## EXTRACTED TEXT
───

Closed gkaissis closed 2 years ago

gkaissis commented 4 years ago

It would be a huge benefit if the JAX condaforge package would come precompiled for GPU and automatically install the necessary packages for GPU support. From my understanding, cudnn and cudatoolkit from the TF 2.2 package should work and if nvcc is needed, it's available in cudatoolkit-dev. This would remove the requirement for a system-wide CUDA installation and allow usage in isolated environments. Would probably also be hugely beneficial for Windows users who want to use JAX on GPU.

Thanks to all!

ericmjl commented 4 years ago

@gkaissis thanks for pinging in. A few intricacies make things difficult to provide a GPU package that is built from source. A full build of JAX on conda-forge's systems would probably be infeasible, given that an entire toolchain involving Bazel is necessary. I've done GPU builds myself on my home GPU tower, and they are tricky and take time :(, and when something failed, errors in compilation that came from Bazel were cryptic enough that I simply gave up. I think @ocefpaf did attempt building JAX for GPUs on conda-forge's compute resources, but also ran into similar issues and then ran out of bandwidth to continue.

───

## DATASET SECTION
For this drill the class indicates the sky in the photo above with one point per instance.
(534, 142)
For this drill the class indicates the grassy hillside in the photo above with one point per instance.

───

## ACTIONS TO TAKE
**a)** From the JAX GPU packaging discussion, render this sentence in German: "This would remove the requirement for a system-wide CUDA installation and allow usage in isolated environments."
**b)** Echo back verbatim the passage of the JAX GPU packaging discussion that runs from "ericmjl commented 4" down to "bandwidth to continue.".
The data plays no role in the work here.

## TASK-BY-TASK OUTPUTS
**a)** Dadurch entfiele die Notwendigkeit einer systemweiten CUDA-Installation, und die Nutzung in isolierten Umgebungen würde möglich.

**b)**
ericmjl commented 4 years ago

@gkaissis thanks for pinging in. A few intricacies make things difficult to provide a GPU package that is built from source. A full build of JAX on conda-forge's systems would probably be infeasible, given that an entire toolchain involving Bazel is necessary. I've done GPU builds myself on my home GPU tower, and they are tricky and take time :(, and when something failed, errors in compilation that came from Bazel were cryptic enough that I simply gave up. I think @ocefpaf did attempt building JAX for GPUs on conda-forge's compute resources, but also ran into similar issues and then ran out of bandwidth to continue.